▶ **Brief**
Word for word, the data below must be repeated in full; no picture is to be included.

*** Data to examine ***

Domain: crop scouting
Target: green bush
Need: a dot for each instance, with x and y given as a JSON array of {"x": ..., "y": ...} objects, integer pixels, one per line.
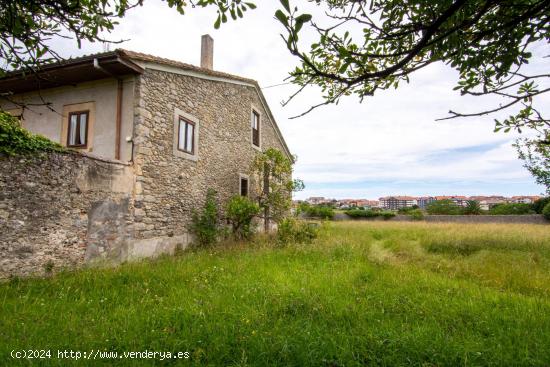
[
  {"x": 445, "y": 207},
  {"x": 291, "y": 230},
  {"x": 508, "y": 209},
  {"x": 416, "y": 214},
  {"x": 387, "y": 214},
  {"x": 15, "y": 140},
  {"x": 205, "y": 225},
  {"x": 472, "y": 208},
  {"x": 540, "y": 204},
  {"x": 546, "y": 211},
  {"x": 240, "y": 212}
]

*** End of Data to examine ***

▶ **Answer area**
Domain: crop scouting
Target: green bush
Need: a dot for each instance, with x and y given as a JSON array of {"x": ..., "y": ...} objects, integer pixels, one per line.
[
  {"x": 445, "y": 207},
  {"x": 291, "y": 230},
  {"x": 508, "y": 209},
  {"x": 416, "y": 214},
  {"x": 387, "y": 214},
  {"x": 15, "y": 140},
  {"x": 205, "y": 225},
  {"x": 472, "y": 208},
  {"x": 540, "y": 204},
  {"x": 546, "y": 211},
  {"x": 240, "y": 212}
]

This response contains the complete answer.